Data for this task:
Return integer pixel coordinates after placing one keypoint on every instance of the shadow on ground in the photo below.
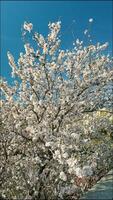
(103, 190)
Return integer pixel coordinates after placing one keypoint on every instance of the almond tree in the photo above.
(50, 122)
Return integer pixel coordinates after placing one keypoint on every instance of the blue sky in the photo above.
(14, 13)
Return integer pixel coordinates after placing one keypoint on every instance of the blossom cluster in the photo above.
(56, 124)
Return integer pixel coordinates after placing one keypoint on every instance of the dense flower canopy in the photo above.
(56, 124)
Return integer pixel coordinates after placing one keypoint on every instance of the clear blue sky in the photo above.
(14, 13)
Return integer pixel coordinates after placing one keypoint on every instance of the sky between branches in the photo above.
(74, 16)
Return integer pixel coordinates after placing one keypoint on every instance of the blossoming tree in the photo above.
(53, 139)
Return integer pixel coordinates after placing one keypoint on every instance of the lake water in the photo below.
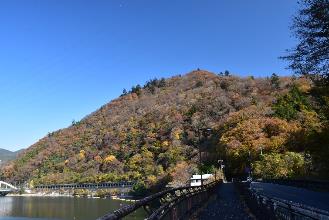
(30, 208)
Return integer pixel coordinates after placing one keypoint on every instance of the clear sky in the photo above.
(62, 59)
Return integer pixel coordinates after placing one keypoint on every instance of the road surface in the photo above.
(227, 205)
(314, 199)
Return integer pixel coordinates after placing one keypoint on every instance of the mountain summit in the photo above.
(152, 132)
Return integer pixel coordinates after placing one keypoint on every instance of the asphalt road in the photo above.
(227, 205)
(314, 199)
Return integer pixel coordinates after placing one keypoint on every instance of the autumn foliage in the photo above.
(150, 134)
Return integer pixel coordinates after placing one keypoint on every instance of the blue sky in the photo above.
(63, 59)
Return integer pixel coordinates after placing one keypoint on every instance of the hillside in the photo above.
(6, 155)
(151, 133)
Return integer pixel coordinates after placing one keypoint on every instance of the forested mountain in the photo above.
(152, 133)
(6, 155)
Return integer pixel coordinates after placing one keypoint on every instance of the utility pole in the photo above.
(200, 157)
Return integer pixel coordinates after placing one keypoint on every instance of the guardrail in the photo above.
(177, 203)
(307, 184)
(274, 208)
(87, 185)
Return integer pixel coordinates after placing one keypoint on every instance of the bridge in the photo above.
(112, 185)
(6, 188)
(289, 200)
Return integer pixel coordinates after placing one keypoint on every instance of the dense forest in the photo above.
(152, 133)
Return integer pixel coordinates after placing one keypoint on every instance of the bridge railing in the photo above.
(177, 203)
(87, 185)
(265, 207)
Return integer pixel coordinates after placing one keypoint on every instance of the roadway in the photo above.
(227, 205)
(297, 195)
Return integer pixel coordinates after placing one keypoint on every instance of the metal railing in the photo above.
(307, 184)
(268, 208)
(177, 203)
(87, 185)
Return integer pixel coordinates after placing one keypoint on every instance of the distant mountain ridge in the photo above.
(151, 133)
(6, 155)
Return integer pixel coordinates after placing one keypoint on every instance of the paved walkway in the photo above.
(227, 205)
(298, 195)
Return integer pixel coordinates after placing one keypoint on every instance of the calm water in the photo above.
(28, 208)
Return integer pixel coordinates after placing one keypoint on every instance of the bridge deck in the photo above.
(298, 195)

...

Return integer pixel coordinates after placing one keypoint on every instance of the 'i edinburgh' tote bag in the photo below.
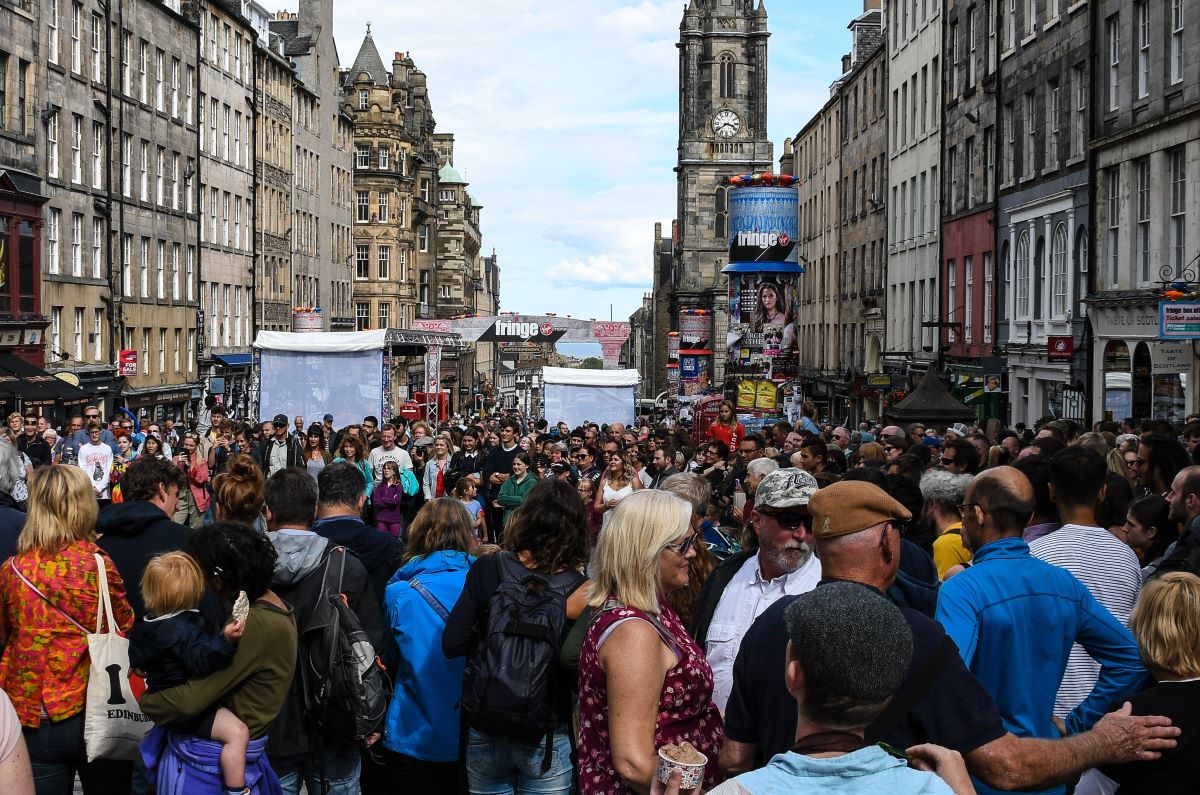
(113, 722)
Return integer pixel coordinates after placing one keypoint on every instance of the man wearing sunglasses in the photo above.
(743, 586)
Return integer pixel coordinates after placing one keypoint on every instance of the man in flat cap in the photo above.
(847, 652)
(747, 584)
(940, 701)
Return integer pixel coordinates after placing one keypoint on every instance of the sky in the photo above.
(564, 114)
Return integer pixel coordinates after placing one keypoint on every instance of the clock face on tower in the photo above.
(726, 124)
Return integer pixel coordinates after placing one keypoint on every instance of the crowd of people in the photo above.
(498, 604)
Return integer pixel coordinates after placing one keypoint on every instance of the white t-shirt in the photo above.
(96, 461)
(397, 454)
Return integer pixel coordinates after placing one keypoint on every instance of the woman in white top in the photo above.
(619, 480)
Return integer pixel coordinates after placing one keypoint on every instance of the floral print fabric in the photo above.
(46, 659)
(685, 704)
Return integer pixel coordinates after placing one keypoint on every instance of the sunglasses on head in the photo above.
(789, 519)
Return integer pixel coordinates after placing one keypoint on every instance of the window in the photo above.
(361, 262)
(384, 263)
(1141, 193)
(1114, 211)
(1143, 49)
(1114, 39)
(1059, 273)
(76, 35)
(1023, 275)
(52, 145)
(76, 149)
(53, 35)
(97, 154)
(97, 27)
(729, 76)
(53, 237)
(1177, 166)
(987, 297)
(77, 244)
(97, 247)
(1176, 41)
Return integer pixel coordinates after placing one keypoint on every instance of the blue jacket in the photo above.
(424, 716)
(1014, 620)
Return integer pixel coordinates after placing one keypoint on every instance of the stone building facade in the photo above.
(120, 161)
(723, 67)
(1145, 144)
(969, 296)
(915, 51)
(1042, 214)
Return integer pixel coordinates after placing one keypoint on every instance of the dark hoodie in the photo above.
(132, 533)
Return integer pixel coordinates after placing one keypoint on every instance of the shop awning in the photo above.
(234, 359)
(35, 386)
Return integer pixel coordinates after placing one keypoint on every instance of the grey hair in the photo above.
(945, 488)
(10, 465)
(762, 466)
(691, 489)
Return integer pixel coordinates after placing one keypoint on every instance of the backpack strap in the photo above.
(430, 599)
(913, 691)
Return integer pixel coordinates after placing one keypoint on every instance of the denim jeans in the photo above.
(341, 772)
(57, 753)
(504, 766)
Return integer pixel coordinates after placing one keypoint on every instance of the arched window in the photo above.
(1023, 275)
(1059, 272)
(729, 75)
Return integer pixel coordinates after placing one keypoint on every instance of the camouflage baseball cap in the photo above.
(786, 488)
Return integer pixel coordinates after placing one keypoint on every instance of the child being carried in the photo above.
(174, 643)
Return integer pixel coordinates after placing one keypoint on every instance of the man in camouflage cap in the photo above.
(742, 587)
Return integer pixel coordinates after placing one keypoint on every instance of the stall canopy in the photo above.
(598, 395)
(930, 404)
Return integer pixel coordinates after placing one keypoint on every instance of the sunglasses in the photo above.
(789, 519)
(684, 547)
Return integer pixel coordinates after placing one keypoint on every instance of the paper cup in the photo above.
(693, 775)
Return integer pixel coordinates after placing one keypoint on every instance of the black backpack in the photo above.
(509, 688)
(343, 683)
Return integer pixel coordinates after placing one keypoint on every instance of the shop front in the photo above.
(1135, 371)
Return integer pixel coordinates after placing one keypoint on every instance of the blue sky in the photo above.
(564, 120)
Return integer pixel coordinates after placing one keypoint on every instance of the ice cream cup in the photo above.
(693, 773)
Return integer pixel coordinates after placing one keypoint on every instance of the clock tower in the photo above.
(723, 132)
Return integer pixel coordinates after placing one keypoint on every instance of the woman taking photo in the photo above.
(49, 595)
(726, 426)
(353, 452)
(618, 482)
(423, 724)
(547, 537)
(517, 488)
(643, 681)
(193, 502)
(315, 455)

* * *

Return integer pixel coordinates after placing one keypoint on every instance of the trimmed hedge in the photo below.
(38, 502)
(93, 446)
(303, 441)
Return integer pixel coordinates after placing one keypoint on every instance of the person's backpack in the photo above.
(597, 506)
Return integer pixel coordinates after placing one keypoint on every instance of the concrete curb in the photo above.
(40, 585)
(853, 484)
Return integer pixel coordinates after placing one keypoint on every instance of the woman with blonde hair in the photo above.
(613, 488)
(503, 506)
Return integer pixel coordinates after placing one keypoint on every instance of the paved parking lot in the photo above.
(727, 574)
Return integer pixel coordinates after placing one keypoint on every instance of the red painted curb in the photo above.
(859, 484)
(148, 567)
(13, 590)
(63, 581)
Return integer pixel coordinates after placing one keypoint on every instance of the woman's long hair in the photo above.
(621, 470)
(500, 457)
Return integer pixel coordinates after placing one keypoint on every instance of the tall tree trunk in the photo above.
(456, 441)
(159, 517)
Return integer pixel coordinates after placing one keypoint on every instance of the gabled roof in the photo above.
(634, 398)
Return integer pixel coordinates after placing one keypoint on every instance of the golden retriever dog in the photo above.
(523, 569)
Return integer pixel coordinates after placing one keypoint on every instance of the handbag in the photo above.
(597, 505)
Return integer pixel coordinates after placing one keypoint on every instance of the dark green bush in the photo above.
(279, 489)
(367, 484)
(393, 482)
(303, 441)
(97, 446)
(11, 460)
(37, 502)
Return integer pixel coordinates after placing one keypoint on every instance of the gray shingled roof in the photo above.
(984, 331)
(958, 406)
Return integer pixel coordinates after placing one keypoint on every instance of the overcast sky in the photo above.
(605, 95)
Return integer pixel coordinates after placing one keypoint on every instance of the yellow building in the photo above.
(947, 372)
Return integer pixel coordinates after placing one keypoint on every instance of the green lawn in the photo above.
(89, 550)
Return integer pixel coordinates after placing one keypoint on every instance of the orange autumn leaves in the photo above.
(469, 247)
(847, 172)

Instructions to follow:
Count the lines in the material above that contain the word "autumn", and give only that number.

Finished exercise:
2